** Source document follows **

Corrigibility through stratified indifference and learning

Stuart_Armstrong

A putative new idea for AI control; index here.

Note: This is a simpler version of a previous idea.

Corrigibility through indifference has a few problems. One of them is that the AI is indifferent between the world in which humans change its utility to $v$ , and world in which humans try to change its utility, but fail.

Now the try-but-fail world is going to be somewhat odd - humans will be reacting by trying to change the utility again, trying to shut the AI down, panicking that a tiny probability event has happened, and so on.

That's not what we really want for indifference. We'd really want the AI to be indifferent between worlds where humans choose utility $u$ , and worlds where they choose utility $v$ . This kind of counterfactual has a problem: it allows infinite improbability drives.

This paper presents a method for avoiding these problems --- a method that is also not truly indifferent, but has a certain urge towards non-interference in human choices (we'll see that property in detail at the end of this post). But first, what is the problem with the standard counterfactual?

Half a chance of winning the $1 : 9$ lottery

Let's illustrate the problem with these counterfactuals by considering a lottery scenario. An AI is currently hesitating between utilities $u$ and $v$ . Which one it will maximise will be determined at a later date, by human choice. Currently, it estimates that there is a $50 - 50$ chance of humans deciding for either option.

However, the AI can influence human decision - let's say, for simplicity, that it could, if it wanted, force the human to pick either $u$ or $v$ with certainty. Its to this effect that we want to make it indifferent.

The AI has a lottery ticket, which will win with probability $0.1$ . If the ticket does win, the AI will be able to invest the cash to set $u$ or $v$ to the value $1$ ; it can do so after the humans decide which utility is correct. If not, utility $u$ will remain at $0$ while utility $v$ will be at $0.5$ .

Thus, currently, the expected utility of $u$ is $0.5 \times 0.1 \times 1 = 0.05$ ( $u$ will only increase if the AI both wins the lottery and the humans select $u$ as the utility to maximise), while the expected utility of $v$ is $0.5 \times 0.1 \times 1 + (1 - 0.5 \times 0.1 \times 1) 0.5 = 0.525$ .

** End of Source document **

Problems to work on =>
A - In the corrigibility post, with what probability does the AI's lottery ticket win?
B - List the human reactions that the corrigibility post names for the world where humans try but fail to change the AI's utility.
C - Carry the corrigibility post forward from its final sentence.
The entries come from a different source than the corrigibility post.

** Data records follows **

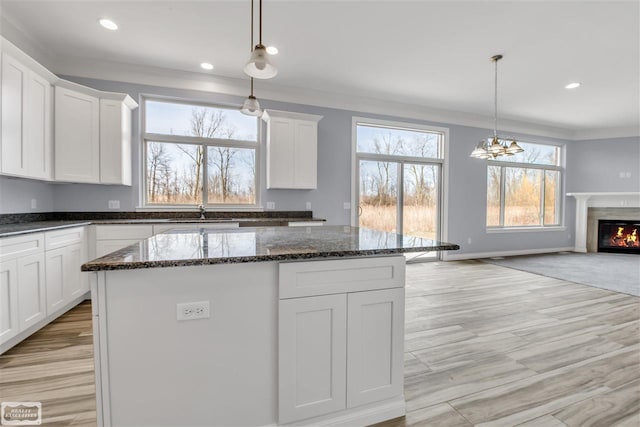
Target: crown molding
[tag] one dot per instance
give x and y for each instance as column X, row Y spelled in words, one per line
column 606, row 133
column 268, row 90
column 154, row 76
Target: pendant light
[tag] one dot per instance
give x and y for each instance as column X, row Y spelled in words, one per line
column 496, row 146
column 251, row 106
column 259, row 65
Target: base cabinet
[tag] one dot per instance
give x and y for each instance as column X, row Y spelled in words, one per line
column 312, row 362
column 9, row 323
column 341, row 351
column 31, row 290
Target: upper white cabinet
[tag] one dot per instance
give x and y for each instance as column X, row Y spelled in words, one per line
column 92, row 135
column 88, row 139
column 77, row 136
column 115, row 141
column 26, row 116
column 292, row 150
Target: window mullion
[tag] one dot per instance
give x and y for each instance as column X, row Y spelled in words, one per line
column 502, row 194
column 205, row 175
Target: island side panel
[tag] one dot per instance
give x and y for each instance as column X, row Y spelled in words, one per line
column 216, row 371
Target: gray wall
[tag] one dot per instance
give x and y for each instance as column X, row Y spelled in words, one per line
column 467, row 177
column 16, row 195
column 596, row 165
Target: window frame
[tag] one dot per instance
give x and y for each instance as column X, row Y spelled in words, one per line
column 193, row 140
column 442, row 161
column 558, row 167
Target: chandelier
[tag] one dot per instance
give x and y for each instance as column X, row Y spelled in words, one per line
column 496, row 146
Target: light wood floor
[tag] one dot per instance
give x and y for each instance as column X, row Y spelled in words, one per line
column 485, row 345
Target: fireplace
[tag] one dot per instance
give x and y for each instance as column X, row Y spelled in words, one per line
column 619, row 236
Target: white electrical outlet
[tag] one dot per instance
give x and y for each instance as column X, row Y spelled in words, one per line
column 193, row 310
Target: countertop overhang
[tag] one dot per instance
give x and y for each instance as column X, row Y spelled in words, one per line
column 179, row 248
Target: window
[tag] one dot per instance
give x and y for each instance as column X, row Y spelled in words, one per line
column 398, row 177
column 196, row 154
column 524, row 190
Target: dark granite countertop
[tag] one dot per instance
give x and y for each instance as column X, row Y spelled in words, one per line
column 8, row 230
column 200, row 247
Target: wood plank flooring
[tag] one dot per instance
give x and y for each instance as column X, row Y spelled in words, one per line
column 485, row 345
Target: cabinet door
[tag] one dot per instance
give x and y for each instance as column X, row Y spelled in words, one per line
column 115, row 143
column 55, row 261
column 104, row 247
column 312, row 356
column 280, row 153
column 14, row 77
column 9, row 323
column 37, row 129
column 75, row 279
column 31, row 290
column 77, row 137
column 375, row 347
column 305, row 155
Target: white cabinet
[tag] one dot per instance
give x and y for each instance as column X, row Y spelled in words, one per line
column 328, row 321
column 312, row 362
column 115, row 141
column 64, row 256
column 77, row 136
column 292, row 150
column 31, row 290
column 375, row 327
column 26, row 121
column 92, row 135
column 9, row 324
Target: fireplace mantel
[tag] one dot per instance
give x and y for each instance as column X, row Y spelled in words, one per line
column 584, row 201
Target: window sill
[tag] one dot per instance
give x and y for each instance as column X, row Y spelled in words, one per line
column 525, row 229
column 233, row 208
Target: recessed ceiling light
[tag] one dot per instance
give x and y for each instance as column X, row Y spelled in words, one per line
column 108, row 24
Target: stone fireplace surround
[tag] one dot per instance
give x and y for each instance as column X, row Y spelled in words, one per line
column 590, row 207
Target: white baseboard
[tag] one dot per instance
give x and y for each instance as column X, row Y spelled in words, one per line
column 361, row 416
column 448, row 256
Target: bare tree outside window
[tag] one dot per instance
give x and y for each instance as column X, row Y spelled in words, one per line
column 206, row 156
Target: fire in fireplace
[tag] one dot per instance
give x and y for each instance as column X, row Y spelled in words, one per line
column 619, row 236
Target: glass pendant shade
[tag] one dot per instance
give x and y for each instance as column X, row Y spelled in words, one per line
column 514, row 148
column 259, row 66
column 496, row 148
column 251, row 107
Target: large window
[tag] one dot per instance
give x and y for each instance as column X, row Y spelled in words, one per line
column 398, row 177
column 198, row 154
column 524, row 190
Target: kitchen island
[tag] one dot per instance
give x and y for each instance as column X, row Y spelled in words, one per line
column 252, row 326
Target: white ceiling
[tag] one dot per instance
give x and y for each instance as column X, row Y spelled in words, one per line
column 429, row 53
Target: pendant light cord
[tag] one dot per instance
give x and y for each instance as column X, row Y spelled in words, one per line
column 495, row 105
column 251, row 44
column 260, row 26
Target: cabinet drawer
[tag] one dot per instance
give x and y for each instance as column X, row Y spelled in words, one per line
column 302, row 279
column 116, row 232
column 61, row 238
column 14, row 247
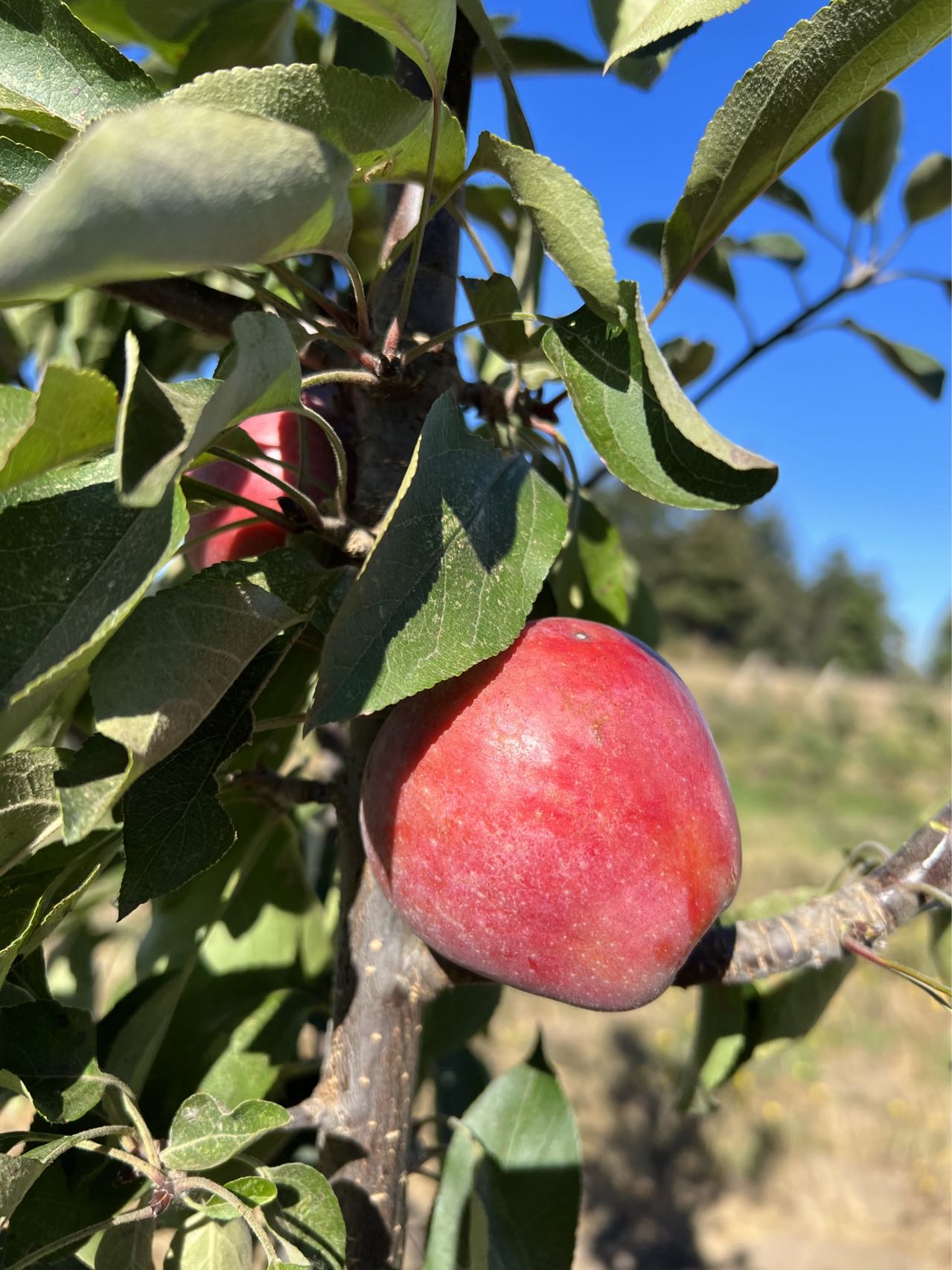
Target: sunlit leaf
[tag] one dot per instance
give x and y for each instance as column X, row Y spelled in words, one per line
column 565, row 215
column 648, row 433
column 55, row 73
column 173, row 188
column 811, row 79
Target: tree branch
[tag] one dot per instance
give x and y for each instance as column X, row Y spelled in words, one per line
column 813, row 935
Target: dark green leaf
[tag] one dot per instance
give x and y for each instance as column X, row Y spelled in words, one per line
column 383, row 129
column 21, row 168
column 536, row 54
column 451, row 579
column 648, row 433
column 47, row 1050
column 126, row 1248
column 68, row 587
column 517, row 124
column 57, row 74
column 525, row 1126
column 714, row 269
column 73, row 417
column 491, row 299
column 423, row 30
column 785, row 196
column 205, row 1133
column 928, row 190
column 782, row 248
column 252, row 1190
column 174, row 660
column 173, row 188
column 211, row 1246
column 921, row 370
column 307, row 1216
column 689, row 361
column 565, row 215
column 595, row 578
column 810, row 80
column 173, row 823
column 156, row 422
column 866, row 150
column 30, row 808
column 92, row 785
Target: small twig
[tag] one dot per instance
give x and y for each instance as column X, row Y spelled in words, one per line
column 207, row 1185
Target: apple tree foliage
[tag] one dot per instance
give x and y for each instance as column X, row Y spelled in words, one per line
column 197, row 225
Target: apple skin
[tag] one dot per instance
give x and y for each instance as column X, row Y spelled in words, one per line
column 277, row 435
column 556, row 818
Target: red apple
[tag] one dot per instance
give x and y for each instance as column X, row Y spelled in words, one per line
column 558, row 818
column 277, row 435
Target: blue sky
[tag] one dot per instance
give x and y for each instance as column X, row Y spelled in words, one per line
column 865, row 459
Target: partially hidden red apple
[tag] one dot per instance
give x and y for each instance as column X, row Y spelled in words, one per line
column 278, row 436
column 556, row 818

** End of Data records **

Answers by task =>
A - 0.1

B -
- Trying to change the utility again
- Trying to shut the AI down
- Panicking that a tiny probability event has happened

C -
Obviously, this requires the use of some form of indifference, or else the AI will simply force humans to choose $v$ , giving it $0.55$ utility (not $0.525$ , as the AI is no longer uncertain over the human's choice).

Indifference

Standard indifference would be something like giving the AI compensatory returns, if $v$ is chosen, that makes up the difference between that and if $u$ was chosen.

This breaks the symmetry between $u$ and $v$ , though. To make it more symmetric, one could instead use these compensatory returns to move the expectation of both $u$ and $v$ to some common weighted average. One way of doing that would be to use the relative likelihood of each being chosen.

It we use the relative likelihood at the moment when the choice is made, however, we have the problem that this likelihood is very close to either $100 %$ or $0 %$ , making the compensatory return likely to be tiny and unimportant.

Instead, we should add the returns at every action the AI takes. Assuming a default action, we can adjust the return for any other action the AI takes, so that it gets expected return as if the probability of $u$ being chosen was unchanged.

Unfortunately, both the "set utility of $v$ to $u$ " and the "adjust for every change of probability" are vulnerable to same trick for lottery manipulation.

The lottery manipulation

The manipulation is simple: the AI does an action $a$ that sets things up so that the human choice will be $u$ if and only if the AI wins the lottery. Then the expectation of $u$ , conditional on $u$ being chosen, is $1$ . If we set the value of $v$ to that, then this ensures the AI an expected utility of $1$ .

If we instead for go for the "adjust for every change of probability", this would mean that the AI would now expect a utility of $0.5 \times 1 + 0.5 \times 0.5 = 0.75$ , still higher than anything else it could get.

The outcome is not the problem

An important thing to note is that it's not the final situation that is problematic. It ends up with a situation where the probability of choosing $u$ is $0.1$ , the utility of $u$ given that $u$ is chosen is $1$ , and the utility of $v$ given that $v$ is chosen is $0.5$ .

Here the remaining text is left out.